Pick out each line in the data below that contains the word "horse" and copy those lines.
##############################
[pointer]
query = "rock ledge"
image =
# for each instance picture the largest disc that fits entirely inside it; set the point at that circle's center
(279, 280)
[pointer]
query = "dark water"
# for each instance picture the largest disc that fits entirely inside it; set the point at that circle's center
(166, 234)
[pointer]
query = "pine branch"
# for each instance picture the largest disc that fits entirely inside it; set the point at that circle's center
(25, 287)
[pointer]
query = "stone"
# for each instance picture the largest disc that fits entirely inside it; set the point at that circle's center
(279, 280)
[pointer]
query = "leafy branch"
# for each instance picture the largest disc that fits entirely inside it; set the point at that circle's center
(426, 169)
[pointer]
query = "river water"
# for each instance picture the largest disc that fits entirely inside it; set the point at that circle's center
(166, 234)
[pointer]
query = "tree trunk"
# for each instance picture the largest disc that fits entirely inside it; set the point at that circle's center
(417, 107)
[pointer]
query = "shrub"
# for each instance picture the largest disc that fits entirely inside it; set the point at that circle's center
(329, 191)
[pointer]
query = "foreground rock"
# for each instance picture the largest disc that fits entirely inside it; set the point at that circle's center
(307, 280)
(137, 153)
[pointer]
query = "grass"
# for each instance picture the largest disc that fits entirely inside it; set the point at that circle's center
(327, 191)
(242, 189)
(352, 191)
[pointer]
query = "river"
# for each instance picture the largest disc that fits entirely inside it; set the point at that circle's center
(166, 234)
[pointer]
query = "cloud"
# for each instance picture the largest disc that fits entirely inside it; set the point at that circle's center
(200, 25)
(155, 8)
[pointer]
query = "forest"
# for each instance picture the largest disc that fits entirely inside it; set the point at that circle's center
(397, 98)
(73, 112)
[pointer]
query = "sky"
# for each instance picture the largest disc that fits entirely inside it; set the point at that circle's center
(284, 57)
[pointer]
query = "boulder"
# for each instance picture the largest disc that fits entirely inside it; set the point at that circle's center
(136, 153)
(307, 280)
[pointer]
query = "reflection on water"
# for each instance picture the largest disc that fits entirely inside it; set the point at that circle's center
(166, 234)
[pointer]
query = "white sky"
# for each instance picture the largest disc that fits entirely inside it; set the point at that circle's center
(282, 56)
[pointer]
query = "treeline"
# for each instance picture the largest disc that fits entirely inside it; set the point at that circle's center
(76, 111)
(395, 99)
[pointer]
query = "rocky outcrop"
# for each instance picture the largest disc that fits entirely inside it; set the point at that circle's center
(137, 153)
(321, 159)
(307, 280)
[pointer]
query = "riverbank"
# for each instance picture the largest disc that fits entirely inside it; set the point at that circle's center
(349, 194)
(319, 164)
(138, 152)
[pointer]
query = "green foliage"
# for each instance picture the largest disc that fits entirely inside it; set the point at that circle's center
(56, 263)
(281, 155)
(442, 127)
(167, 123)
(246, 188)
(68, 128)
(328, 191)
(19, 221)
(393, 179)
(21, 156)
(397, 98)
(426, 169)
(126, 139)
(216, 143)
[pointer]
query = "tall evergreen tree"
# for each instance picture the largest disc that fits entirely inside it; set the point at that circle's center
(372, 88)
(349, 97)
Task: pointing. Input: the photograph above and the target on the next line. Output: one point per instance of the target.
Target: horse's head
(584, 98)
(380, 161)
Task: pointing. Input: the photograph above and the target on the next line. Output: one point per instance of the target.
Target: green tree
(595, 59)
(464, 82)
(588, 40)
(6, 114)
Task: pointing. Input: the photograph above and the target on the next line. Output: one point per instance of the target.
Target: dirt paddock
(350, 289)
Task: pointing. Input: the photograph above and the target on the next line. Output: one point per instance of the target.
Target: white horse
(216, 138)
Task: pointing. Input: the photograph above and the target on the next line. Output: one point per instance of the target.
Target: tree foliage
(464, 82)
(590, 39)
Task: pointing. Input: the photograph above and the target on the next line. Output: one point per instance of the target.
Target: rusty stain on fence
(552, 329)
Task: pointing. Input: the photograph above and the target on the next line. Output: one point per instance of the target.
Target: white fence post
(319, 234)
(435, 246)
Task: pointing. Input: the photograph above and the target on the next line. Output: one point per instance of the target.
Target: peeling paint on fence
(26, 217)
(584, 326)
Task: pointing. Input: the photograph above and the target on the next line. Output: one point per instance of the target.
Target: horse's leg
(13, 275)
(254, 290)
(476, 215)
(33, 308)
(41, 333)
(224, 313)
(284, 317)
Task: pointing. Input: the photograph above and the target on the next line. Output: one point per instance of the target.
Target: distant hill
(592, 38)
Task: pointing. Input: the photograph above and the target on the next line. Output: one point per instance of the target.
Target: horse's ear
##############################
> EXERCISE RESULT
Target: horse's head
Target: white horse
Target: horse's leg
Target: horse's ear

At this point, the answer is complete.